History of the Barber Pole

The barber pole is something we see in front of every barbershop, actually, it is required by law that barbershops in Massachusetts display a barber pole at their storefront.  It is often forgotten that the Barbers of the past were not just there to cut hair and shave beards, they also performed minor surgeries, dentistry, and tasks such as bloodletting.  Each day, customers walk into my shop and as what the significance and symbolism of our pole is, so I thought I would share it with you all.

The original barber’s pole has a brass ball at its top, representing the vessel in which leeches (for bloodletting) were kept and/or the basin which received the patient’s blood. The pole itself represents the rod which the patient held tightly during the bloodletting procedure to show the barber where the veins were located. The red and white stripes represents the bloodied and clean bandages used during the procedure. Afterwards, these bandages were washed and hung to dry on the rod outside the shop. The wind would twist the bandages together, forming the familiar spiral pattern we see on the barber poles of today.

After the establishment of the Barber-Surgeons Company in 1540, a statute was passed that required barbers and surgeons to distinguish their services by the colours of their pole. From that point forward, barbers used blue and white poles, while surgeons used red and white poles.

Today, red, white and blue barber poles are often found in the United States. Some interpretations say that the red represents arterial blood, the blue represents venous blood and the white represents the bandages. Spinning barber poles are meant to move in a direction that makes the red (arterial blood) appear as if it were flowing downwards, as it does in the body.

Facts like this are often forgotten in the barbering industry. You may be surprised to find out that your own barber may not know the meaning of the one piece of his business that represents his art.

(Image point grounding records)
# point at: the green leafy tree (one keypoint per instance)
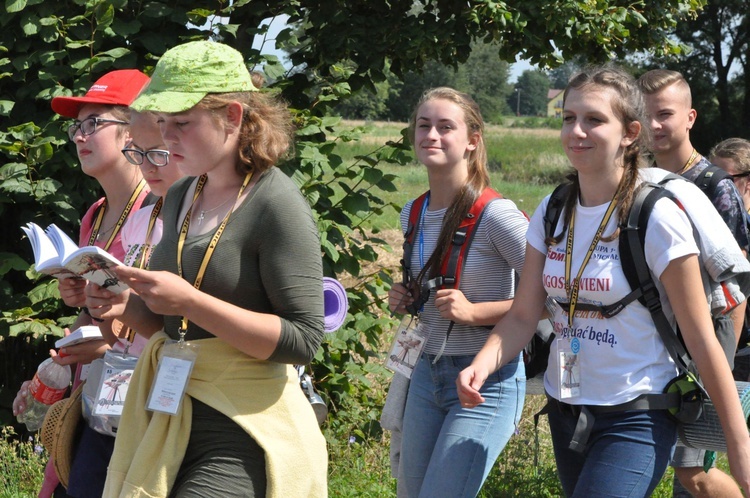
(533, 86)
(60, 47)
(719, 41)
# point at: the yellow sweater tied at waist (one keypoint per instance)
(262, 397)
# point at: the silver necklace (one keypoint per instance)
(204, 211)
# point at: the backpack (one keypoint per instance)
(633, 259)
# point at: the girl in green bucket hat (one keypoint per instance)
(237, 281)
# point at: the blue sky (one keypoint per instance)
(515, 70)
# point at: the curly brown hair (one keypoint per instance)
(629, 106)
(477, 181)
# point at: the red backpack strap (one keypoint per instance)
(412, 228)
(454, 261)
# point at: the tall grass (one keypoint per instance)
(21, 465)
(525, 164)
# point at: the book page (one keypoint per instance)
(46, 259)
(81, 334)
(63, 243)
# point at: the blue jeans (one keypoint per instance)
(626, 455)
(448, 450)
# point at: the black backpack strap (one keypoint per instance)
(709, 179)
(454, 262)
(633, 258)
(554, 208)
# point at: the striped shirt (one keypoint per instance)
(495, 256)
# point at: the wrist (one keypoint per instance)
(93, 318)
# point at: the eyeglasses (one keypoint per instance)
(157, 157)
(88, 126)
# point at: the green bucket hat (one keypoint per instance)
(188, 72)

What you have to do: Repeat the barber pole text word for word, starting at "Today, red, white" and ending at "represents his art.". Rely only on the text about the barber pole when working through what comes next.

Solution:
Today, red, white and blue barber poles are often found in the United States. Some interpretations say that the red represents arterial blood, the blue represents venous blood and the white represents the bandages. Spinning barber poles are meant to move in a direction that makes the red (arterial blood) appear as if it were flowing downwards, as it does in the body.

Facts like this are often forgotten in the barbering industry. You may be surprised to find out that your own barber may not know the meaning of the one piece of his business that represents his art.